▶ SET TASK:
All entries below need to be written out exactly, but without their pictures.

▶ RECORDED DATA:
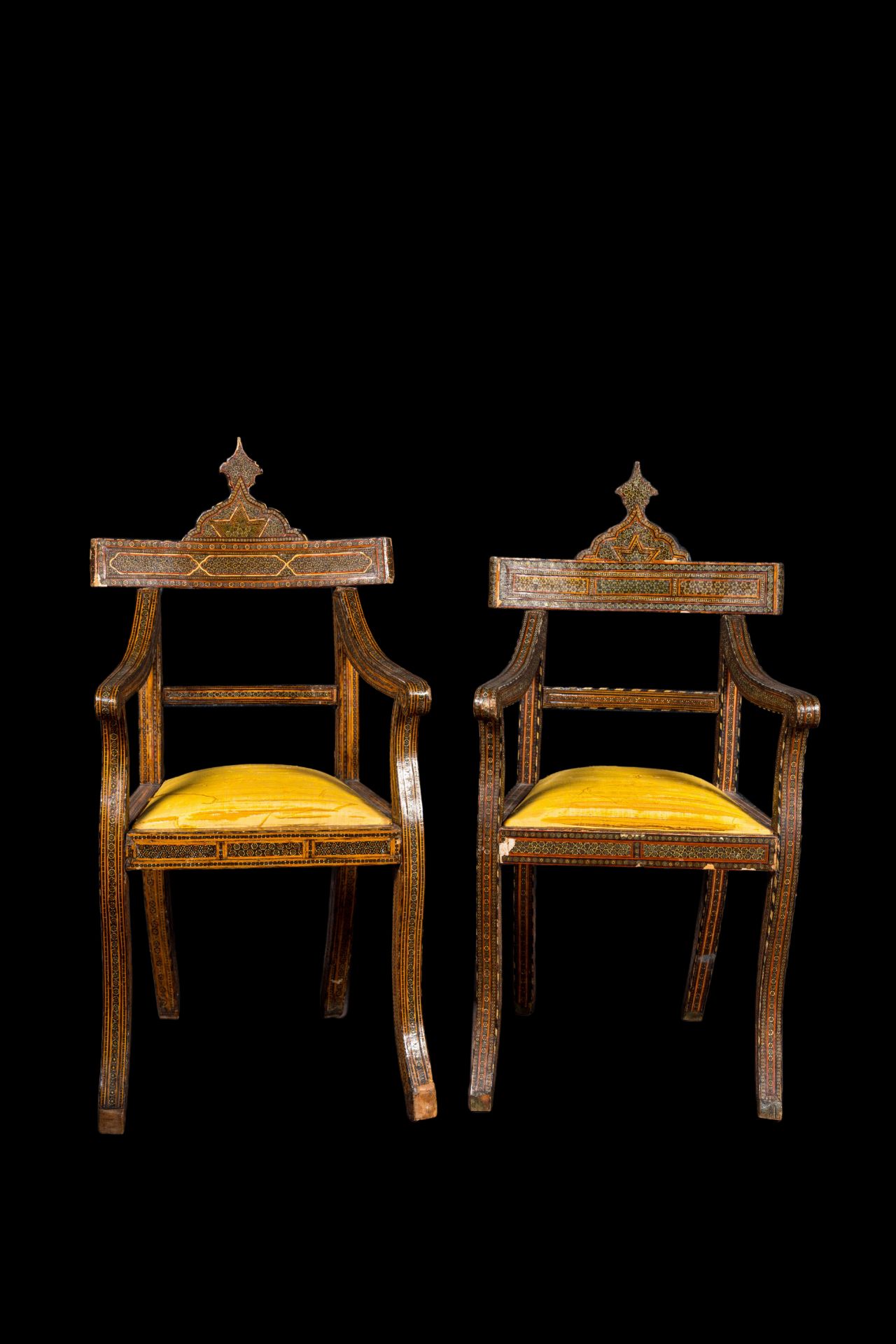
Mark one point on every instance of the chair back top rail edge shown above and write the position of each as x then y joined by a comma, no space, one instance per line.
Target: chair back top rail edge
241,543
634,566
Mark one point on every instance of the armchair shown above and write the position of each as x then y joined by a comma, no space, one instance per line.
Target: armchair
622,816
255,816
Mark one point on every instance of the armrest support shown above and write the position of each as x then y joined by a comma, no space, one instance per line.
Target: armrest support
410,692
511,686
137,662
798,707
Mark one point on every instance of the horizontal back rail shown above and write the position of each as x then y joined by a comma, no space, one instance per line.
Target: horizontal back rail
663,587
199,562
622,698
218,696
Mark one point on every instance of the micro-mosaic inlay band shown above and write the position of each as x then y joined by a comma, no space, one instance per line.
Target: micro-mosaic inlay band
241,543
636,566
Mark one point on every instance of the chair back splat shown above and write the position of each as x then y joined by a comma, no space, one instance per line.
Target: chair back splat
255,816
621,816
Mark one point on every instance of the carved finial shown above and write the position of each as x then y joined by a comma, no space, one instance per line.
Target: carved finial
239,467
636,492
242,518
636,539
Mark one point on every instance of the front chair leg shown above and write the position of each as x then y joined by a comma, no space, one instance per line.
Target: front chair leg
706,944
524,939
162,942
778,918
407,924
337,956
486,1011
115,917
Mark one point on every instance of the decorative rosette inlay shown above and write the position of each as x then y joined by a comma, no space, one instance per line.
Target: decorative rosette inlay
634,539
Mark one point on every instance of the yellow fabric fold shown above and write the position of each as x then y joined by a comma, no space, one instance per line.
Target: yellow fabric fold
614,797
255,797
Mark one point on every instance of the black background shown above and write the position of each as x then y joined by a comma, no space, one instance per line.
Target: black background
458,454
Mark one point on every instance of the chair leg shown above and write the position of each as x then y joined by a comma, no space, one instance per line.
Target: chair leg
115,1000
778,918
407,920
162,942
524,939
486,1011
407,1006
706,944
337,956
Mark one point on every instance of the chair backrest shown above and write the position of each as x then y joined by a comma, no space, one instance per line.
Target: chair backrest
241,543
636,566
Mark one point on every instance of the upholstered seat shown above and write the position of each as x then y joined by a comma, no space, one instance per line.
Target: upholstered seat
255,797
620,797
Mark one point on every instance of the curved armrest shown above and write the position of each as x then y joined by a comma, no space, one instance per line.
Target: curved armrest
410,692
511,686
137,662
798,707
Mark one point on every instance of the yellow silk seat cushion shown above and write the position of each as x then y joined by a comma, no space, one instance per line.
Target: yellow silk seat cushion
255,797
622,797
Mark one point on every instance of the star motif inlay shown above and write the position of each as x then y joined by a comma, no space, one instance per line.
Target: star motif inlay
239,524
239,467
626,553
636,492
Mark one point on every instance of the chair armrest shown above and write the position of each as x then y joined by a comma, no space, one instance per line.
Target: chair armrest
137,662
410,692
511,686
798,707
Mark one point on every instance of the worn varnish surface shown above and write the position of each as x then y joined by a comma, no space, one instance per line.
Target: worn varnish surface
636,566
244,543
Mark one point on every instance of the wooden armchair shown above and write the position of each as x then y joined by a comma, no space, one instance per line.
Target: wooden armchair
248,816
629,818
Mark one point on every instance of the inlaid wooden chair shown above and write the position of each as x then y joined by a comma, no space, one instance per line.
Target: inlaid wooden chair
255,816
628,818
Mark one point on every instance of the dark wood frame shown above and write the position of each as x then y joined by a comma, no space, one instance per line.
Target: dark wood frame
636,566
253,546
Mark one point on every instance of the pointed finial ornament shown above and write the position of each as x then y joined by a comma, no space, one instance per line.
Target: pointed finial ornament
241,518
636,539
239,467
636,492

▶ CORRECT RESULT:
Mark one point on every instance of the chair back top rail edge shown above and write the position of each as x then y joined by a comma, no space, one instance per line.
Target: chair back top rail edge
241,543
634,566
Mark one point on every instance of the armchair shown above and write the position of each as x then y joined by a comma, no space, one instance per line.
Target: armchair
622,816
255,816
Mark one point on every instance of the armrest support shown above and write the position of each as x then y joined by a comma, no space, one instance per line.
Target: armrest support
410,692
511,686
137,662
798,707
Mark one point on every instance of the horizontal back rail shown above and write the position of each as x then y joined by a comma, no space, one instance per line.
Target: horizontal back rail
663,587
199,562
622,698
218,696
Mark one point on every instance of the micro-mosaic inlay band shown above and write the position of each as x then y joined by a comma, no space, one instance per line.
Target: micro-mosaic inlay band
241,543
636,566
Mark one point on every instance of the chair back splat shown above and write the position of each as x then y joined by a comma, no space, one instance per line.
Target: chair back splat
255,816
621,816
Mark one point on every instance of the carved finial shown above and write the position of each as x then y joined by a comma, no space, one instance per line.
Target: carved finial
239,467
636,492
242,518
636,539
Mark one point on every instance of the front chair leg shown above and write the position of each as x then y joined by a comma, no space, one instance per line.
Target: front chair leg
706,944
524,939
162,942
778,918
407,924
337,956
486,1011
115,917
Mark one point on every instance of the decorative rosette inlay shown above and write the position of each as x then y joined by a comma, no space, one instance per line.
Target: decorative rosette inlay
634,539
Mark one point on every instance of the yellow fabric fold shown above and write the position of each as x then y joined by a comma, no space, one instance per line.
Target: yellow fabric fold
614,797
255,797
Mark one point on every instance of the black background shown above and write the position of each as x then y joined by a comma, no space, one instance per line.
Target: black background
458,454
Mark one point on every instance of the chair leg shown above and write the position of each as x then y joined by a comma, no space, one instance per line.
Target: chair leg
115,1000
778,918
407,920
162,942
524,939
486,1011
407,1006
706,944
337,956
Mark one point on every instance of the chair backrest shown above and write the position of each as x then y joined by a comma, no space, one instance per line.
Target: chair backrest
241,543
636,566
Mark one point on every instance of the upholstered seat shown above and write the position of each as x then y joined by a comma, no space, one instance per line.
Target: upholstered seat
255,797
620,797
Mark one point on every instance of the curved armrest shown above and write the position of each as x then y joined by a comma, no space, one instance per line.
Target: curved armrest
410,692
511,686
137,662
798,707
Mark one point on every instance of the yellow silk seat cushion shown above and write the position of each as x then y joined by a comma, no space, one instance per line.
Target: yellow silk seat cushion
255,797
622,797
Mark one point on every instance of the star motif inlay shown above and write the position of each as x then y joined by a comma, no space, one instance per line.
Target: star motif inlay
239,524
239,467
626,553
636,492
Mark one point on every instance of the chair armrest shown above and write the position of each as x then y joined by a comma, no space, one instance per line.
Target: chair armrest
137,662
410,692
511,686
798,707
Mark one point on every instance of the worn varnish surface shown above and write the position of each as x then y joined by a comma, no space, one instance per line.
Target: worn varnish surface
636,566
244,543
Mark one point on every instance of the wooden armchair shown above and write the position of each as x then y joined by a comma, no space, one instance per line.
Target: wooden armchair
248,816
629,818
Mark one point on every instance of the inlaid wooden chair shown above and write the position of each as x then y joined by a comma, no space, one instance per line.
Target: inlaid wooden chair
255,816
628,818
Mark one point on every instance of the dark wood frame shown above and write the position of each as x then y joined by a comma, no space, one instance per line.
Target: dark wood frame
636,566
253,546
Mark one point on every instance of the pointed finial ornament shown above and write the position of each as x then y joined by a comma, no space, one instance per line.
Target: pointed finial ornament
241,518
636,539
239,467
636,492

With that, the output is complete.